Task instructions
Please give every line of the listing below as a numbered list, skipping blank lines and leaving out the pictures.

Examples of point labeling:
--------------------
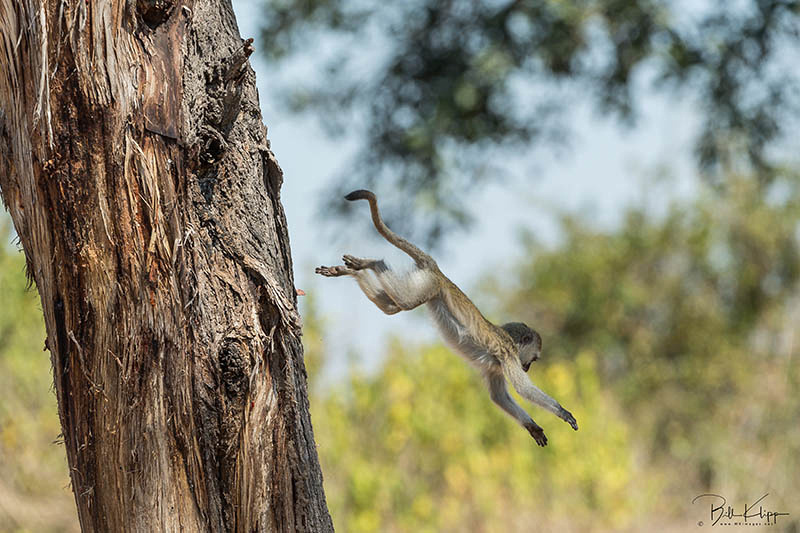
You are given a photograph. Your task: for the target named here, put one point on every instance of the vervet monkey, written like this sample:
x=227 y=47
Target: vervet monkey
x=499 y=353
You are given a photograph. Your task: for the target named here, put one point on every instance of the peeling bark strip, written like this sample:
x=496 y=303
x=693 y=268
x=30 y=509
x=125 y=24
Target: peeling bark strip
x=136 y=169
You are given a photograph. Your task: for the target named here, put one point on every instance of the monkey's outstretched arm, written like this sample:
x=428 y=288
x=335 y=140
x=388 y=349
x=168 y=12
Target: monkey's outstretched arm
x=368 y=283
x=406 y=291
x=500 y=396
x=519 y=380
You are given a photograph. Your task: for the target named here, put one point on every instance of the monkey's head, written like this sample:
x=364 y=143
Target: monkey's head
x=527 y=340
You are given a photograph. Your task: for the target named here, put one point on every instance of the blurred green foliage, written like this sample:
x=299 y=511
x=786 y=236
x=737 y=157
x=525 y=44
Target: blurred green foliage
x=673 y=338
x=34 y=483
x=431 y=86
x=674 y=341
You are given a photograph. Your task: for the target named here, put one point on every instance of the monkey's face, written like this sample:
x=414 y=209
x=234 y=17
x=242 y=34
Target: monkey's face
x=529 y=343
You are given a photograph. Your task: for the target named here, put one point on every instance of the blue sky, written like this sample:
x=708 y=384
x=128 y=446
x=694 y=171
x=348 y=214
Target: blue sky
x=605 y=168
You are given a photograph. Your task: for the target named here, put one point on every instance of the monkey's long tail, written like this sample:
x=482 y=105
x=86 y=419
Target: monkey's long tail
x=420 y=257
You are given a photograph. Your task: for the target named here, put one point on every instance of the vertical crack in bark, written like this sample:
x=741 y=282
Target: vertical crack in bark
x=160 y=250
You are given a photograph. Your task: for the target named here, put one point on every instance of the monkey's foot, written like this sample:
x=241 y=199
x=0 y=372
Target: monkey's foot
x=357 y=263
x=538 y=435
x=567 y=417
x=333 y=272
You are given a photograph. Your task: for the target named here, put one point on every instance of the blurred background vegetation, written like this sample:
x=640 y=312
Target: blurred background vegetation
x=673 y=336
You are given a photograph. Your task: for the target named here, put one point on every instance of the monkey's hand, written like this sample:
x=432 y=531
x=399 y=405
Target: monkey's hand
x=567 y=417
x=332 y=272
x=537 y=433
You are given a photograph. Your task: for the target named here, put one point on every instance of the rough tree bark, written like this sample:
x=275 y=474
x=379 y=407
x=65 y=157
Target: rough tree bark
x=136 y=168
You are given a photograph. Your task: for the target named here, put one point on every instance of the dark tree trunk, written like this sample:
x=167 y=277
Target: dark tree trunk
x=137 y=171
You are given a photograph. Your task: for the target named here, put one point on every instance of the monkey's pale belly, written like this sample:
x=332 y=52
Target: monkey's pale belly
x=457 y=337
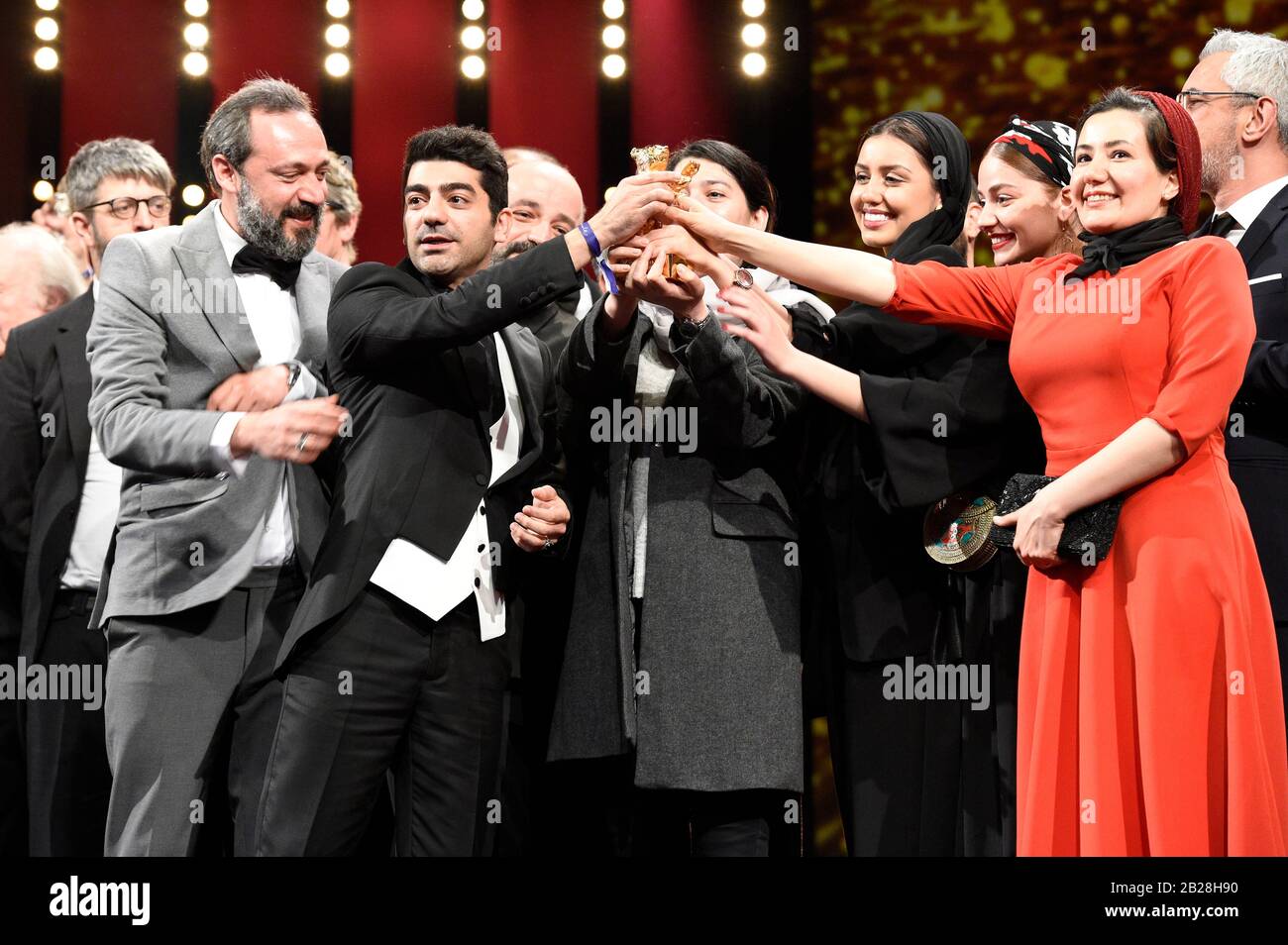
--------------------
Reply to the exercise
1. You are given a photograph. Your task: for the target named here, put one point on every instance of the vervet monkey, written like this sample:
2. x=227 y=47
3. Target: vervet monkey
4. x=499 y=353
5. You are given a photograph. Your task: for the target named here, put one point on every instance of the peeling bark strip, written like this sample:
6. x=496 y=303
7. x=693 y=268
8. x=30 y=509
9. x=125 y=24
10. Target: peeling bark strip
11. x=136 y=169
12. You are given a photograph. Your task: for the target named here, put one point on every instance of the monkey's outstretched arm, written like this sample:
13. x=428 y=288
14. x=335 y=140
15. x=388 y=349
16. x=168 y=12
17. Target: monkey's outstretched arm
18. x=368 y=283
19. x=406 y=291
20. x=500 y=396
21. x=519 y=380
22. You are given a photograph. Your task: for the target named here, put one point on every instance of the monkey's head, written like this sample:
23. x=364 y=143
24. Target: monkey's head
25. x=527 y=340
26. You are given a photograph. Your task: for the target named here, put one point on every instance of the blurred green foliage, written like this sample:
27. x=299 y=511
28. x=786 y=236
29. x=737 y=157
30. x=525 y=44
31. Target: blurred green foliage
32. x=673 y=338
33. x=34 y=483
34. x=431 y=86
35. x=674 y=341
36. You are given a photograph. Your task: for the target named here, put one point on every instance of the monkey's face, written like this sample:
37. x=414 y=209
38. x=234 y=17
39. x=242 y=34
40. Target: monkey's face
41. x=529 y=343
42. You are given a photograph. Your task: for the target named here, put one point on every instance of the blue sky, written like this sample:
43. x=708 y=384
44. x=128 y=446
45. x=694 y=171
46. x=348 y=214
47. Target: blue sky
48. x=605 y=168
49. You are given a photograph. Your task: for the target named here, put one point on every instance of the monkey's long tail, written like this sample:
50. x=482 y=105
51. x=86 y=419
52. Target: monkey's long tail
53. x=420 y=257
54. You are given a photograph. Your task: for the target named here, put one point on every instance of the vertical crack in bark, written like this sample:
55. x=741 y=282
56. Target: vertical crack in bark
57. x=160 y=250
58. You are given a photograph. Your task: for the target named here, put one point on every instance of the monkey's foot, written like this sample:
59. x=241 y=199
60. x=0 y=372
61. Target: monkey's foot
62. x=357 y=263
63. x=538 y=435
64. x=567 y=417
65. x=333 y=272
66. You are given a photograph. Your task: for the target named here, put one point on every instance of the blurred background vegetation, written like this sample:
67. x=640 y=312
68. Target: blurred background vegetation
69. x=673 y=336
70. You are given a photograph. Your task: for the target named here, put one point on every instance of the monkey's hand, written like this sample:
71. x=432 y=531
72. x=399 y=405
73. Target: monkey's hand
74. x=567 y=417
75. x=332 y=272
76. x=537 y=433
77. You are given a photograph. Your task: for the target named here, put one point on every instance of the rough tree bark, written like this sample:
78. x=275 y=474
79. x=379 y=407
80. x=65 y=157
81. Target: rough tree bark
82. x=136 y=168
83. You are given a photograph. Your task: for the target named here, put one point on every instance of the dark tree trunk, written like this sample:
84. x=167 y=277
85. Target: dark tree trunk
86. x=137 y=171
87. You are given a photograph. Your task: for the target named here, put one point on every instance of the monkey's pale belly, written like this sample:
88. x=332 y=52
89. Target: monkey's pale belly
90. x=457 y=337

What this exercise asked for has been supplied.